# [Entries supplied]
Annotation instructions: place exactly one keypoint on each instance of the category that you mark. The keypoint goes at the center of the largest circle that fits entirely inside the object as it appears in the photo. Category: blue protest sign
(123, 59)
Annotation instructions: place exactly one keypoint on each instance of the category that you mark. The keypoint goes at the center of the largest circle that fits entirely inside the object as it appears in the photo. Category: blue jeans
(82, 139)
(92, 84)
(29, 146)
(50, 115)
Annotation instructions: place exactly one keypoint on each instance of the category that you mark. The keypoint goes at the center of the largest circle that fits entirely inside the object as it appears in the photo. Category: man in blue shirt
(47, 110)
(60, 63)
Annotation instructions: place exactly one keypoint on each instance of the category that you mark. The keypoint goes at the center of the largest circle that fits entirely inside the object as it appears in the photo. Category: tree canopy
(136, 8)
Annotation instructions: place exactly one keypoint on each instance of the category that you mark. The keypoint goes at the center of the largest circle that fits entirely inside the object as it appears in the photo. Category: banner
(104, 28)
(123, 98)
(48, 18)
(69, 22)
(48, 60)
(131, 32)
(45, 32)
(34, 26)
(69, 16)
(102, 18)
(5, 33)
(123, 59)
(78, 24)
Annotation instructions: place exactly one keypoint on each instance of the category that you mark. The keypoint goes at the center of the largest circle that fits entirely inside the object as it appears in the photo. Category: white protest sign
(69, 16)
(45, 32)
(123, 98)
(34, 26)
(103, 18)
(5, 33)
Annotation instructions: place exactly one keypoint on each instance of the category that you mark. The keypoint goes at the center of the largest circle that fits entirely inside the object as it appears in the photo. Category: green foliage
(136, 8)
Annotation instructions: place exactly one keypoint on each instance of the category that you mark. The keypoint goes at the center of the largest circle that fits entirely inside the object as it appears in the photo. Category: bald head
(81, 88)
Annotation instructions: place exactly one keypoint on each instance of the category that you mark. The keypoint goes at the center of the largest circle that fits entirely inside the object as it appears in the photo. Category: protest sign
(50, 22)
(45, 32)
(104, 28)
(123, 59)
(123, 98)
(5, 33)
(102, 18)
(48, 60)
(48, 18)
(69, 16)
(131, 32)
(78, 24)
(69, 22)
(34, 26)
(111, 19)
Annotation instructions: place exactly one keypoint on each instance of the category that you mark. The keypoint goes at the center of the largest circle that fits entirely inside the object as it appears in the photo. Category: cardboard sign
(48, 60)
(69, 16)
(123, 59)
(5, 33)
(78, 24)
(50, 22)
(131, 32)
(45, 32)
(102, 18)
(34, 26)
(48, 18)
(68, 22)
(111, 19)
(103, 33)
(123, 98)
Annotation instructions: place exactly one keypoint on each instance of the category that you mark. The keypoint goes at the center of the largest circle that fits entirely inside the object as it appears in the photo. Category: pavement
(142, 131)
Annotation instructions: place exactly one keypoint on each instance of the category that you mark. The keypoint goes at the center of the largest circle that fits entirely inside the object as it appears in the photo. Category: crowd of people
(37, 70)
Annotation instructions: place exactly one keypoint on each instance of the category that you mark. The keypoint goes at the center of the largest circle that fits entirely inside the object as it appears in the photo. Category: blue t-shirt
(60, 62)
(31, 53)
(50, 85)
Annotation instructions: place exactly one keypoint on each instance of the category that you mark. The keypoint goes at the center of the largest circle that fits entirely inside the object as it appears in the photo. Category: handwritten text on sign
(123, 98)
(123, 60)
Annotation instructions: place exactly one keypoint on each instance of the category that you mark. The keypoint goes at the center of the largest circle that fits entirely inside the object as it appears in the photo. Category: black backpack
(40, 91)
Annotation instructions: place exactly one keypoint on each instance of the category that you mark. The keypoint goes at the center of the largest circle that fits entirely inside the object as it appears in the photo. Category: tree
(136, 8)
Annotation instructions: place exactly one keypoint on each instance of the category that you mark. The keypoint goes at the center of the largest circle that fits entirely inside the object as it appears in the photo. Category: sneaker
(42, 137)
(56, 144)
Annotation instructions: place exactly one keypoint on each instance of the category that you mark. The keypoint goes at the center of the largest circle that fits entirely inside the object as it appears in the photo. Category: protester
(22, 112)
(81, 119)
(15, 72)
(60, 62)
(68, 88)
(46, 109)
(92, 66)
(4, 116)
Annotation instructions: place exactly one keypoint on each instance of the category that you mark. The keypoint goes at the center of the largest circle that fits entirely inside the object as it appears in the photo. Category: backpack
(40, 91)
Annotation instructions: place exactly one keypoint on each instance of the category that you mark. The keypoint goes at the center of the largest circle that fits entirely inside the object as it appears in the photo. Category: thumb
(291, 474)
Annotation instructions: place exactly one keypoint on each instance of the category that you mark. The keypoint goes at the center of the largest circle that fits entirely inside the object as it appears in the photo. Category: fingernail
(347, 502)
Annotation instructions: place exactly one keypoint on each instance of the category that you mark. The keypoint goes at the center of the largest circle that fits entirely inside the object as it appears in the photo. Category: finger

# [Problem to solve]
Repeat each entry above, matching every line exactly.

# [Task solution]
Annotation instructions: place exactly one keypoint on each instance of the category that you mark. The keypoint goes at the center of the largest circle that fits entirely inside the object as it appears in the photo. Category: blue protest sign
(123, 59)
Annotation instructions: place exactly one keypoint on each instance of the category that you mark. The keypoint goes at the center of the largest circle that fits entirely inside the object as it appears in the photo. Category: blue jeans
(82, 139)
(92, 84)
(29, 146)
(50, 115)
Annotation instructions: place exactly one keypoint on each instance of the category that you mark. The keypoint goes at the center of the largest circle that fits entirely inside the object as it appears in the photo. Category: man in blue shirt
(47, 110)
(60, 63)
Annotation instructions: place exactly one keypoint on each instance of the category that you mark. The keypoint goes at the center of the largest circle that fits entirely inside the object as it appears in the photo. Category: tree canopy
(136, 8)
Annotation instructions: place exactly one keypoint on each instance of the category that you mark. The keypoint goes at the center of the largest circle that fits entirely inside the object as it appears in the photo. Category: banner
(104, 28)
(123, 98)
(48, 18)
(69, 22)
(48, 60)
(131, 32)
(45, 32)
(34, 26)
(69, 16)
(102, 18)
(5, 33)
(123, 59)
(78, 24)
Annotation instructions: place exactly one keypoint on each instance of the category that you mark. The keypoint goes at the center of the largest circle that fits entirely inside the object as it appears in the photo. Category: white protest sign
(69, 16)
(45, 32)
(123, 98)
(34, 26)
(103, 18)
(5, 33)
Annotation instructions: place exactly one keypoint on each instance of the category that you mark. The keypoint goes at the center of the largest circle that fits entirely inside the object as it appears in the photo. Category: green foliage
(136, 8)
Annotation instructions: place exactly one keypoint on each instance of the category that you mark. The keypoint goes at the center of the largest circle that fits entirely inside the object as it appears in the photo. Category: bald head
(81, 88)
Annotation instructions: place exactly one keypoint on each instance of the category that you mark. The keypoint goes at the center of the largest circle that fits entirely inside the object as it appears in the photo. Category: protest sign
(50, 22)
(45, 32)
(104, 28)
(123, 59)
(123, 98)
(5, 33)
(102, 18)
(48, 60)
(48, 18)
(69, 16)
(131, 32)
(78, 24)
(69, 22)
(34, 26)
(111, 19)
Annotation instructions: place exactly one keypoint on each instance of the category that you mark. The keypoint goes at the center of the largest circle that fits entirely inside the object as it appears in the photo. Category: cardboard sign
(48, 60)
(69, 16)
(123, 59)
(5, 33)
(78, 24)
(50, 22)
(131, 32)
(45, 32)
(102, 18)
(34, 26)
(48, 18)
(68, 22)
(111, 19)
(103, 33)
(123, 98)
Annotation instructions: place exactly one keypoint on each instance of the category that you mark. The keypoint goes at the center of the largest circle that fits entirely inside the object as it appears in the photo. Category: pavement
(142, 131)
Annotation instructions: place exactly one keypoint on each instance of the category that you mark. The keypoint goes at the center of the largest circle that fits entirely inside the object as it appears in the photo. Category: crowd of people
(37, 70)
Annotation instructions: place exactly one keypoint on each instance of the category that you mark. The keypoint goes at the center of the largest circle that fits entirely inside the object as it appears in the photo. Category: blue t-shirt
(60, 62)
(31, 53)
(50, 85)
Annotation instructions: place exactly one keypoint on each instance of the category that you mark. The keypoint goes at the center of the largest circle that fits entirely inside the object as it appears in the photo. Category: handwritten text on sign
(123, 98)
(123, 60)
Annotation instructions: place exactly one keypoint on each instance of the category that you mark. The keypoint goes at the center of the largest circle that fits entirely inside the object as it appears in the photo. Category: black backpack
(40, 91)
Annotation instructions: place exactly one keypoint on each instance of the category that you mark. The keypoint goes at the center of the largest circle that fits entirely inside the object as it appears in the photo. Category: tree
(136, 8)
Annotation instructions: place exactly one keypoint on each instance of the category that you mark. The keypoint goes at the center of the largest circle that fits entirely inside the object as it appears in the photo. Category: sneaker
(42, 137)
(56, 144)
Annotation instructions: place exactly one keypoint on each instance of the category that you mark. The keypoint goes at the center of the largest circle that fits entirely inside the object as it appears in the photo. Category: protester
(22, 112)
(81, 119)
(15, 72)
(60, 62)
(68, 88)
(46, 109)
(92, 66)
(4, 116)
Annotation instructions: place exactly one keypoint on each instance of the category that you mark. The keypoint goes at the center of the largest circle that fits entirely inside the object as it appears in the photo. Category: backpack
(40, 91)
Annotation instructions: place exactly one keypoint on each instance of the category that you mark. The keypoint goes at the center of the largest circle that fits entirely inside the object as it appears in the photo. Category: thumb
(291, 474)
Annotation instructions: place exactly one keypoint on each instance of the category that you mark. The keypoint goes at the center of the largest circle that fits entirely inside the object as it appears in the photo. Category: fingernail
(347, 502)
Annotation instructions: place exactly one keypoint on each instance of the category that you mark. The keypoint goes at the center of the largest circle that fits entirely inside the object as it appears in the photo. Category: finger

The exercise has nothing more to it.